◆ Soal yang Diberikan ◆
Tolong salin ulang tanpa perubahan semua baris catatan di bawah, mulai dari baris yang memuat "In this exercise you will find the snow" hingga akhir catatan.

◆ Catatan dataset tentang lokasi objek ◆
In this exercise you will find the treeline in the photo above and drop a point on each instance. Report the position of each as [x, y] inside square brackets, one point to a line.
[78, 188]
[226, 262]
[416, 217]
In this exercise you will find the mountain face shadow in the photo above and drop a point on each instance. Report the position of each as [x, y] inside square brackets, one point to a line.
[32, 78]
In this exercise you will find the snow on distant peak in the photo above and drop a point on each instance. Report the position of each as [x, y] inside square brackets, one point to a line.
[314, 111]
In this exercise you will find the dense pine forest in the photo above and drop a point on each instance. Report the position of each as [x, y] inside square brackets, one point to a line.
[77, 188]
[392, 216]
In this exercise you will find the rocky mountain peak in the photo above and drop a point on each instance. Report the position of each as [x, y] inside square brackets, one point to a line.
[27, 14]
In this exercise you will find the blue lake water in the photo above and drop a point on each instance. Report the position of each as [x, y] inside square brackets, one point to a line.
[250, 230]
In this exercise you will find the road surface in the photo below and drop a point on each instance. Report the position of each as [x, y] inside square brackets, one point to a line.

◆ Jawaban ◆
In this exercise you will find the snow on distant peak in the photo above and drop a point on each instance. Report the position of each as [x, y] inside square brackets, one point to a line.
[314, 111]
In this exercise you will find the dense pine forest in the photo above and drop a point on each instance. Report the position of each as [x, y] inside square brackets, one point to a line.
[77, 188]
[392, 216]
In this exercise you will find the rocky mountain peak in the photo above and drop a point on each instance. Report the position of each as [x, y] inside square brackets, one point to a line.
[27, 14]
In this exercise you will find the blue lake water in the photo above and drop a point on each instance. Report the position of each as [x, y] inside square brackets, one point to a line.
[250, 230]
In this exercise you will find the road surface in the photo below and drop a point on each instance. Report the position of each as [x, y] inside square brackets, one point to a line.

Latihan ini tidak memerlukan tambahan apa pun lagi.